(Data provided begins)

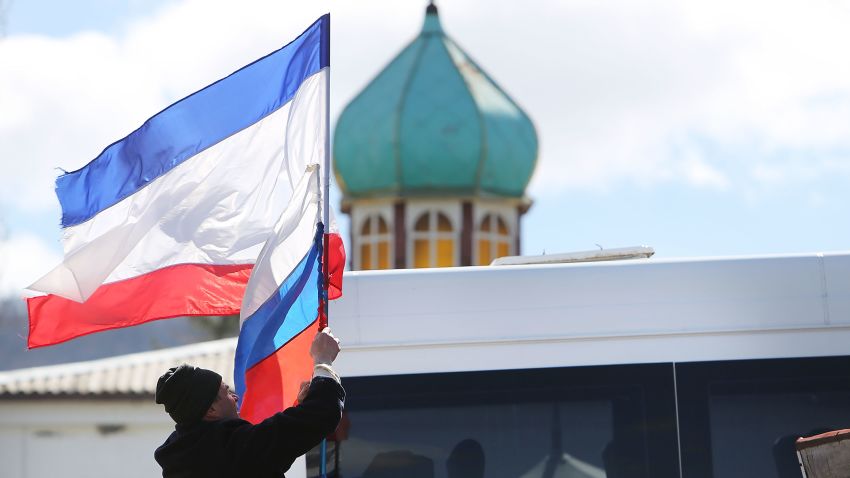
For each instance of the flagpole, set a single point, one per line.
(323, 317)
(326, 179)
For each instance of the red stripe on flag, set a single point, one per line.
(176, 291)
(272, 385)
(336, 264)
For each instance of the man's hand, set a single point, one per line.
(325, 347)
(302, 392)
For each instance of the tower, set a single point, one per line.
(433, 159)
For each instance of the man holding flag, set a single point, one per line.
(216, 205)
(210, 439)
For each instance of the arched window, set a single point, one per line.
(494, 239)
(374, 243)
(433, 241)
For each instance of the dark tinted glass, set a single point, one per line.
(741, 418)
(612, 421)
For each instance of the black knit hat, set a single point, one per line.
(187, 392)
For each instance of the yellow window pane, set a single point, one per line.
(421, 253)
(365, 257)
(383, 255)
(445, 253)
(502, 249)
(503, 228)
(484, 252)
(422, 223)
(443, 223)
(485, 223)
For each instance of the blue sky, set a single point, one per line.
(699, 128)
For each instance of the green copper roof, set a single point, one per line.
(433, 123)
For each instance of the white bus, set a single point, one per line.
(690, 368)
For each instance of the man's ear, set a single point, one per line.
(211, 414)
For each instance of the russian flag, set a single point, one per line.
(281, 308)
(170, 220)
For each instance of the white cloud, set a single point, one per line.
(611, 85)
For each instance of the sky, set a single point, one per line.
(698, 128)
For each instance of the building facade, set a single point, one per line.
(433, 158)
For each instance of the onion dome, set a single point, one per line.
(432, 123)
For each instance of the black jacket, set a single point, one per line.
(235, 447)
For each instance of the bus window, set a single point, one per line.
(609, 421)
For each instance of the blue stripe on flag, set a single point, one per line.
(192, 125)
(284, 315)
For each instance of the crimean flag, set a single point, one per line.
(281, 309)
(170, 220)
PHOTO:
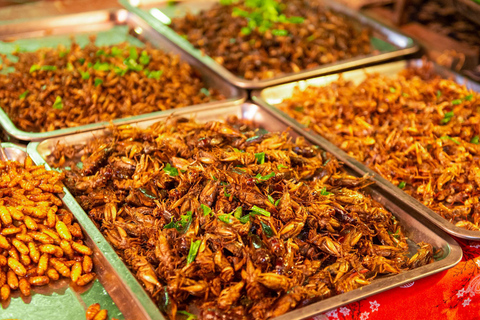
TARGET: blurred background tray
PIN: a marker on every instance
(45, 302)
(417, 228)
(111, 27)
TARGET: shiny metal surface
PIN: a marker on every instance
(272, 96)
(46, 302)
(58, 30)
(395, 44)
(417, 227)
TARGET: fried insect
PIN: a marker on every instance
(416, 129)
(52, 89)
(303, 35)
(94, 312)
(267, 223)
(36, 243)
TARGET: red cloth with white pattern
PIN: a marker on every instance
(451, 294)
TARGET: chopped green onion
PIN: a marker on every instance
(279, 32)
(171, 171)
(155, 74)
(58, 104)
(192, 253)
(188, 315)
(116, 51)
(295, 19)
(238, 213)
(270, 198)
(132, 64)
(324, 192)
(261, 211)
(24, 95)
(277, 202)
(147, 193)
(144, 58)
(101, 66)
(225, 193)
(246, 31)
(133, 53)
(170, 225)
(119, 71)
(260, 157)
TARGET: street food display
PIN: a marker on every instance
(259, 40)
(221, 207)
(223, 219)
(418, 130)
(40, 241)
(52, 89)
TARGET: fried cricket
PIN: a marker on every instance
(34, 237)
(231, 221)
(417, 130)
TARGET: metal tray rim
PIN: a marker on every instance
(125, 275)
(411, 47)
(453, 256)
(360, 167)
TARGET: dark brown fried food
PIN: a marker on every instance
(52, 89)
(236, 221)
(323, 37)
(418, 130)
(36, 245)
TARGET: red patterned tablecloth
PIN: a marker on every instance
(451, 294)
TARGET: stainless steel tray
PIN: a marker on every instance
(45, 302)
(272, 96)
(416, 226)
(111, 27)
(392, 43)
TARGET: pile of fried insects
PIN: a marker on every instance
(230, 222)
(39, 239)
(416, 129)
(51, 89)
(95, 312)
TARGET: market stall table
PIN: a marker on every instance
(451, 294)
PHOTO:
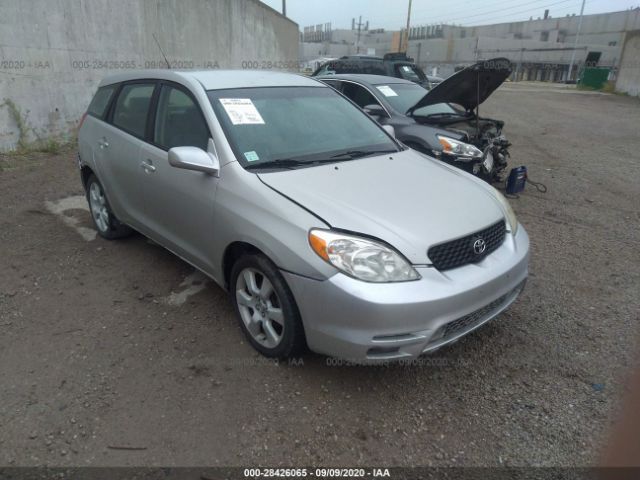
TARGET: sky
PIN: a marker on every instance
(392, 14)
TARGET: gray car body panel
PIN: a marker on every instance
(353, 196)
(405, 199)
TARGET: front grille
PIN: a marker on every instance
(461, 251)
(469, 321)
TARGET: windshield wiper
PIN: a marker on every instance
(289, 163)
(446, 114)
(351, 154)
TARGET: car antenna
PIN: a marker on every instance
(478, 105)
(160, 48)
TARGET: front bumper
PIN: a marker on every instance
(372, 322)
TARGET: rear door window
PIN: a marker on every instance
(132, 108)
(179, 121)
(359, 95)
(100, 101)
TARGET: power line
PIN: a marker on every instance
(438, 17)
(523, 11)
(484, 14)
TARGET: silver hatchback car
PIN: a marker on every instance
(326, 231)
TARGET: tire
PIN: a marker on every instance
(267, 312)
(106, 223)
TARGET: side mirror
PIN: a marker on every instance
(194, 158)
(375, 110)
(390, 130)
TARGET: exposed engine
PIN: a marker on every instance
(485, 134)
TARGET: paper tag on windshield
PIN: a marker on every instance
(251, 156)
(387, 91)
(242, 111)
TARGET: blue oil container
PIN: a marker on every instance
(517, 179)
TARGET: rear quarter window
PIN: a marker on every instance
(100, 102)
(132, 108)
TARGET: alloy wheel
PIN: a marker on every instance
(260, 308)
(99, 209)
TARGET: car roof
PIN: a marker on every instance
(365, 78)
(361, 57)
(219, 79)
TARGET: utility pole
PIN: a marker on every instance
(575, 45)
(406, 45)
(360, 24)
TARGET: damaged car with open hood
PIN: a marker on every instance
(444, 122)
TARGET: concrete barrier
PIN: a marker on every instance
(53, 53)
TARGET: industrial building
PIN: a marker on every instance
(540, 48)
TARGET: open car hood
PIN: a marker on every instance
(469, 87)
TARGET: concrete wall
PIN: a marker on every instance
(53, 53)
(628, 80)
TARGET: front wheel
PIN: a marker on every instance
(266, 308)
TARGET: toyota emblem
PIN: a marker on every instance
(479, 246)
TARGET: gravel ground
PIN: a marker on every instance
(96, 353)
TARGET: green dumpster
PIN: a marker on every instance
(594, 77)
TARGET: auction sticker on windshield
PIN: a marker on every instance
(387, 91)
(242, 111)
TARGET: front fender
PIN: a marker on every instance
(247, 210)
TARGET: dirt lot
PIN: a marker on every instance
(118, 344)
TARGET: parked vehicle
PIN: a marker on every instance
(391, 65)
(325, 230)
(442, 122)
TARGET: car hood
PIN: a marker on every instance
(406, 199)
(469, 87)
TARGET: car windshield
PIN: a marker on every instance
(411, 72)
(289, 127)
(403, 96)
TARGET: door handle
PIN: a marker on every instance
(147, 166)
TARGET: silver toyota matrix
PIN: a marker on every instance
(326, 231)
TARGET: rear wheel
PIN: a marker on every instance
(105, 221)
(266, 308)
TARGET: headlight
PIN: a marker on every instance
(361, 258)
(458, 148)
(512, 221)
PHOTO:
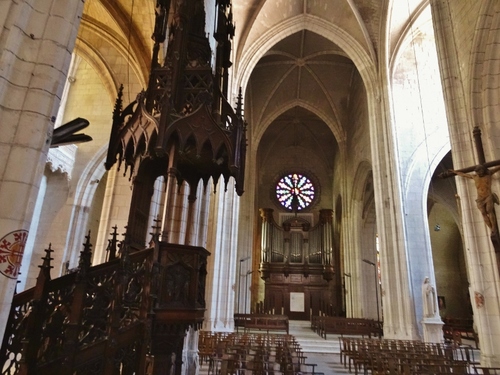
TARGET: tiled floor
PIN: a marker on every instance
(324, 353)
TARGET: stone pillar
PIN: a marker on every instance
(37, 38)
(452, 23)
(222, 243)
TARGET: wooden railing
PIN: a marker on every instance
(324, 325)
(92, 321)
(261, 322)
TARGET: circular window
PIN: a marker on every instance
(295, 191)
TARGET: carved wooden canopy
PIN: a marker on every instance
(183, 119)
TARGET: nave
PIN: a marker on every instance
(358, 355)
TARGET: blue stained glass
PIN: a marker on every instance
(295, 185)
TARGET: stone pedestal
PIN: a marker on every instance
(433, 329)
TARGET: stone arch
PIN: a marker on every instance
(485, 74)
(353, 49)
(338, 133)
(84, 195)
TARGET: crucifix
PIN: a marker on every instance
(482, 177)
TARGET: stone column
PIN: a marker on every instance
(222, 241)
(452, 23)
(37, 38)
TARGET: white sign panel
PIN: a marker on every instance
(296, 302)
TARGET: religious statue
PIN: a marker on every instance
(486, 199)
(429, 299)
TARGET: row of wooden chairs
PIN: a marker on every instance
(252, 353)
(408, 357)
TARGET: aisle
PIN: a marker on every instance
(325, 353)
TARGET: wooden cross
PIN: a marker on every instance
(495, 238)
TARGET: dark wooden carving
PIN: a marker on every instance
(101, 319)
(92, 321)
(183, 120)
(299, 258)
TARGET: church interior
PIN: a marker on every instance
(171, 168)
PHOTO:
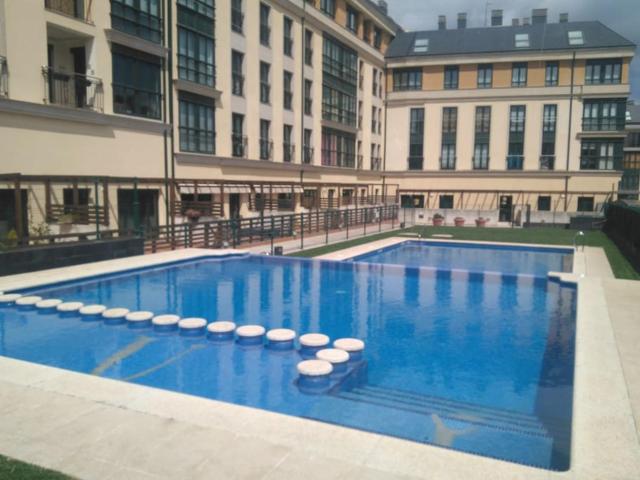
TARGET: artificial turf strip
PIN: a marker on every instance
(16, 470)
(542, 235)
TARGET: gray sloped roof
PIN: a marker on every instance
(548, 36)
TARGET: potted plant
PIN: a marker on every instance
(481, 222)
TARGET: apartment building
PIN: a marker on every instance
(485, 119)
(239, 104)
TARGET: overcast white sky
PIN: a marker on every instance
(623, 16)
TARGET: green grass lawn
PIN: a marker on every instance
(543, 235)
(16, 470)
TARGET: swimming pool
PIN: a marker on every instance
(481, 363)
(475, 257)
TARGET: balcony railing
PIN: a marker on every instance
(415, 163)
(547, 162)
(239, 145)
(266, 149)
(72, 90)
(79, 9)
(4, 78)
(515, 162)
(288, 150)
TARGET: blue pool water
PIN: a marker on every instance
(474, 257)
(480, 363)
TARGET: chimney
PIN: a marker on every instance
(496, 18)
(538, 15)
(462, 20)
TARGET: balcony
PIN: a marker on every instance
(515, 162)
(415, 163)
(547, 162)
(79, 9)
(239, 146)
(72, 90)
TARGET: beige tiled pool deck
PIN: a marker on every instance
(96, 428)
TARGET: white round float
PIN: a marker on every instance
(281, 338)
(337, 358)
(9, 298)
(192, 326)
(353, 346)
(139, 319)
(28, 301)
(250, 334)
(221, 330)
(164, 323)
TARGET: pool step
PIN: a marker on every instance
(447, 409)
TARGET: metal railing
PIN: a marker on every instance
(72, 90)
(79, 9)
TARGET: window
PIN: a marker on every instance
(585, 204)
(352, 19)
(522, 40)
(197, 124)
(482, 135)
(485, 75)
(136, 83)
(237, 17)
(308, 97)
(421, 45)
(308, 47)
(288, 91)
(450, 77)
(605, 71)
(328, 7)
(601, 154)
(265, 140)
(519, 74)
(288, 36)
(141, 18)
(287, 146)
(265, 30)
(551, 74)
(238, 140)
(449, 130)
(515, 157)
(544, 203)
(575, 37)
(237, 76)
(445, 201)
(265, 86)
(195, 46)
(548, 151)
(407, 79)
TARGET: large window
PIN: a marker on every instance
(519, 74)
(601, 154)
(407, 79)
(136, 83)
(604, 115)
(485, 75)
(197, 124)
(449, 131)
(195, 44)
(482, 136)
(604, 71)
(515, 157)
(141, 18)
(451, 77)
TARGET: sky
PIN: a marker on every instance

(Data provided ends)

A word-for-word copy of the lines from the one with "TARGET: large window" through the end of the listing is what should be returned.

» **Task output**:
TARGET: large window
PIN: a marker on every instance
(519, 74)
(601, 154)
(407, 79)
(136, 83)
(604, 115)
(485, 75)
(197, 124)
(449, 131)
(195, 44)
(482, 136)
(604, 71)
(515, 157)
(141, 18)
(451, 77)
TARGET: sky
PIN: a marker on every instance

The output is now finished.